WHAT TO PRODUCE.
Transcribe every one of the records below line for line, with no changes to wording, numbers, or punctuation.

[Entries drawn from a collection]
* * * * * * * * *
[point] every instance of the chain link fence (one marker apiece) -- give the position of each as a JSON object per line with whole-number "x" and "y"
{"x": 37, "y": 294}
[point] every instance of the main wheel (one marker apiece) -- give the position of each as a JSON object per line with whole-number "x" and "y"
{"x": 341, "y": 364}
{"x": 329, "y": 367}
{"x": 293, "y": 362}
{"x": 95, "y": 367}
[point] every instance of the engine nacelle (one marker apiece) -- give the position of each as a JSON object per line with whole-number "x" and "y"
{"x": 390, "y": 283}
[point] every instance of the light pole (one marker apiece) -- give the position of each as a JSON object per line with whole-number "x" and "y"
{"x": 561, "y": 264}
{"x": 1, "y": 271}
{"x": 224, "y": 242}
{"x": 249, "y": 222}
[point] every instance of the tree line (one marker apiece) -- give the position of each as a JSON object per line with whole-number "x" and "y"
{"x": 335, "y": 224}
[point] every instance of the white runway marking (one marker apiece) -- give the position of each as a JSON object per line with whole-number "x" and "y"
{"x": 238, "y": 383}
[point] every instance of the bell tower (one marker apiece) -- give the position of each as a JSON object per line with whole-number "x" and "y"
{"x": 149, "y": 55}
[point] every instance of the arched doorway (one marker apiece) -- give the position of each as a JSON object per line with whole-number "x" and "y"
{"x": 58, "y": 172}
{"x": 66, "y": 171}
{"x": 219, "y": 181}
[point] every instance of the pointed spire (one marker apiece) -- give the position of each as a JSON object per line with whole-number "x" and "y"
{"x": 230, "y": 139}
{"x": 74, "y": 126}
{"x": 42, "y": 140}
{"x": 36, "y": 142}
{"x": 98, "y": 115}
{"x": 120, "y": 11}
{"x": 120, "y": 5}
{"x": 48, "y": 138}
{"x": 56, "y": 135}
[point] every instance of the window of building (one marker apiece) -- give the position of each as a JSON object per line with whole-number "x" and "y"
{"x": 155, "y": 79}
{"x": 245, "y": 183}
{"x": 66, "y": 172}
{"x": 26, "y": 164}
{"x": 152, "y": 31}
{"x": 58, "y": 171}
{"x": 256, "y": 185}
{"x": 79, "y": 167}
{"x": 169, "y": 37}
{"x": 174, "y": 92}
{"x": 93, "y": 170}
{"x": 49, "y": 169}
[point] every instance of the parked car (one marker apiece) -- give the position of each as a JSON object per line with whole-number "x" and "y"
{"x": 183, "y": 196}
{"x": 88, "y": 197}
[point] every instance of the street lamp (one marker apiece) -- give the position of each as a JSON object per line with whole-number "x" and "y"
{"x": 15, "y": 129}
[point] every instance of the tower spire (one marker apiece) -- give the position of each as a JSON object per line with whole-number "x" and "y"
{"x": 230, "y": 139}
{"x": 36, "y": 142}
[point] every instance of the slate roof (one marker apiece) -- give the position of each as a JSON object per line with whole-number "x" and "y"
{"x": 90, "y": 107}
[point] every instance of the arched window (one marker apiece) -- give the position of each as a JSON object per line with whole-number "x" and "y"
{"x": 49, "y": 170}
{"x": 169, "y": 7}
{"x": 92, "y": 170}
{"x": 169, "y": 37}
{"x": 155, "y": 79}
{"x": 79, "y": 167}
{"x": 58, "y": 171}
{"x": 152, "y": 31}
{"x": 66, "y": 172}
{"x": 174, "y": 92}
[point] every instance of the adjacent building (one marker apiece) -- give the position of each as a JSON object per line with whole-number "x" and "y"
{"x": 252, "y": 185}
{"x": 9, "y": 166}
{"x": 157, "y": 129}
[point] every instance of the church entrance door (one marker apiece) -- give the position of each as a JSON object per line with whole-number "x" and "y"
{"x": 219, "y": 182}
* * * * * * * * *
TASK ANSWER.
[point] every instance of the chain link fence (one marker apiece) -- give the position of each as a JSON object per line with whole-number "x" and "y"
{"x": 37, "y": 294}
[point] every instance of the main wheel (one marker apiece) -- give the position of each as a JSON object per line with whole-number "x" and "y"
{"x": 341, "y": 364}
{"x": 329, "y": 367}
{"x": 293, "y": 362}
{"x": 95, "y": 367}
[point] every instance of the engine nacelle (one marker apiece) -- give the position of each as a JSON object per line with whole-number "x" and "y"
{"x": 390, "y": 283}
[point] every instance of the light pole (one marker apiece) -- give the position of each as a JSON object per line with whole-number "x" and "y"
{"x": 561, "y": 264}
{"x": 1, "y": 271}
{"x": 224, "y": 242}
{"x": 249, "y": 222}
[point] every instance of the tree line (one marker apiece) -- give the position of each as a JSON object per line with whole-number "x" and "y"
{"x": 335, "y": 224}
[point] every instance of the white runway marking (one marker apiece) -- give the position of each as a JSON object per line with whole-number "x" and "y"
{"x": 238, "y": 383}
[point] every instance of the bell tower (one marker apiece) -- give the position of each as a JSON object per line with whole-number "x" and "y"
{"x": 149, "y": 55}
[point] every instance of the arched doorway (one marker apiece) -- give the position of each as a JSON object per line with whole-number "x" and "y"
{"x": 58, "y": 172}
{"x": 66, "y": 171}
{"x": 219, "y": 181}
[point] every instance of the pointed spire (one marker apiece) -- give the position of each as a JSON object per line with whole-number "x" and "y"
{"x": 230, "y": 139}
{"x": 74, "y": 126}
{"x": 42, "y": 140}
{"x": 36, "y": 142}
{"x": 98, "y": 115}
{"x": 120, "y": 11}
{"x": 120, "y": 5}
{"x": 48, "y": 138}
{"x": 56, "y": 135}
[point] every instance of the window of building (one marker apiece) -- give the position of each as a JSON object per line with whole-number "x" and "y"
{"x": 155, "y": 79}
{"x": 245, "y": 183}
{"x": 66, "y": 172}
{"x": 26, "y": 164}
{"x": 152, "y": 31}
{"x": 58, "y": 171}
{"x": 256, "y": 185}
{"x": 79, "y": 167}
{"x": 169, "y": 37}
{"x": 174, "y": 92}
{"x": 93, "y": 170}
{"x": 49, "y": 169}
[point] every instance of the parked car (one marker apiece) -- give the position of each as a JSON object per line with whole-number "x" and "y"
{"x": 183, "y": 196}
{"x": 88, "y": 197}
[point] every instance of the street lamp (one marker apiece) -- give the position of each as a JSON object per line with whole-number "x" and "y"
{"x": 15, "y": 129}
[point] every instance of the tower spire (one marker apiece) -- give the position of each as a JSON object per line with whole-number "x" and "y"
{"x": 230, "y": 139}
{"x": 36, "y": 142}
[point] every instance of the slate roof (one marker apiece) -- give the position of each as a JSON object per line with whole-number "x" and "y"
{"x": 90, "y": 107}
[point] every instance of the arched window (one marker apiece) -- give the position of each as a JSON object per line with whole-number "x" and "y"
{"x": 49, "y": 170}
{"x": 169, "y": 7}
{"x": 92, "y": 170}
{"x": 169, "y": 37}
{"x": 155, "y": 79}
{"x": 79, "y": 167}
{"x": 58, "y": 171}
{"x": 152, "y": 31}
{"x": 66, "y": 172}
{"x": 174, "y": 92}
[point] every instance of the adjacent building (one marker apiece) -- give the position of each as a JSON object per line with whole-number "x" and "y"
{"x": 252, "y": 185}
{"x": 9, "y": 166}
{"x": 157, "y": 129}
[point] every instance of the church entrance door (one marker apiece) -- give the position of each as a JSON object per line with whole-number "x" and "y"
{"x": 219, "y": 182}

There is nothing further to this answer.